PROBLEM DETAILS
Write out all the entries word for word, but skip any images.

-*-

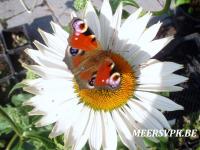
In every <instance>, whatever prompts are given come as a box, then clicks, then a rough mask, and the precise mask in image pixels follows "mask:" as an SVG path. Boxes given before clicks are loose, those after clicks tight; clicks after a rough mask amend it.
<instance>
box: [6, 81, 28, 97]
mask: <svg viewBox="0 0 200 150" xmlns="http://www.w3.org/2000/svg"><path fill="white" fill-rule="evenodd" d="M24 86H26V85H25V84H23V83H21V82H20V83H17V84H15V86H13V88H12V89H11V90H10V92H9V94H8V96H10V95H11V94H12V93H13V92H14V91H15V90H17V89H20V88H23V87H24Z"/></svg>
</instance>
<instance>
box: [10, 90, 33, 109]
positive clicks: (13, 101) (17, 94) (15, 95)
mask: <svg viewBox="0 0 200 150" xmlns="http://www.w3.org/2000/svg"><path fill="white" fill-rule="evenodd" d="M32 96H33V95H32V94H28V93H27V94H25V93H21V94H15V95H13V96H12V98H11V102H12V103H13V104H14V105H15V106H21V105H22V103H23V102H24V101H26V100H28V99H30V98H31V97H32Z"/></svg>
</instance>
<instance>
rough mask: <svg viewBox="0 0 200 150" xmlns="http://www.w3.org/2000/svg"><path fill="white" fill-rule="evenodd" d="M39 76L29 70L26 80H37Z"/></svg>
mask: <svg viewBox="0 0 200 150" xmlns="http://www.w3.org/2000/svg"><path fill="white" fill-rule="evenodd" d="M37 78H39V76H38V75H37V74H35V73H34V72H33V71H32V70H29V69H28V71H27V72H26V79H37Z"/></svg>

-*-

TASK RESPONSE
In every <instance>, whatever prompts are given come as a box, then clicks, then a rough mask, and the precise mask in image pixels follows "mask:" as an SVG path. Boxes given before clicks are loose, those after clicks tight; clicks after a rough mask amend it.
<instance>
box: [6, 81, 28, 97]
mask: <svg viewBox="0 0 200 150" xmlns="http://www.w3.org/2000/svg"><path fill="white" fill-rule="evenodd" d="M24 86H26V85H25V84H23V83H21V82H20V83H17V84H15V86H13V88H12V89H11V90H10V92H9V94H8V96H10V95H11V94H12V93H13V92H14V91H15V90H17V89H20V88H23V87H24Z"/></svg>
</instance>
<instance>
box: [10, 90, 33, 109]
positive clicks: (13, 101) (17, 94) (15, 95)
mask: <svg viewBox="0 0 200 150" xmlns="http://www.w3.org/2000/svg"><path fill="white" fill-rule="evenodd" d="M32 96H33V95H32V94H28V93H27V94H25V93H21V94H15V95H13V96H12V98H11V102H12V103H13V104H14V105H15V106H21V105H22V103H23V102H24V101H26V100H28V99H30V98H31V97H32Z"/></svg>
</instance>
<instance>
rough mask: <svg viewBox="0 0 200 150" xmlns="http://www.w3.org/2000/svg"><path fill="white" fill-rule="evenodd" d="M39 76L29 70L26 80H37Z"/></svg>
mask: <svg viewBox="0 0 200 150" xmlns="http://www.w3.org/2000/svg"><path fill="white" fill-rule="evenodd" d="M37 78H39V76H38V75H37V74H35V73H34V72H33V71H32V70H29V69H28V71H27V72H26V79H37Z"/></svg>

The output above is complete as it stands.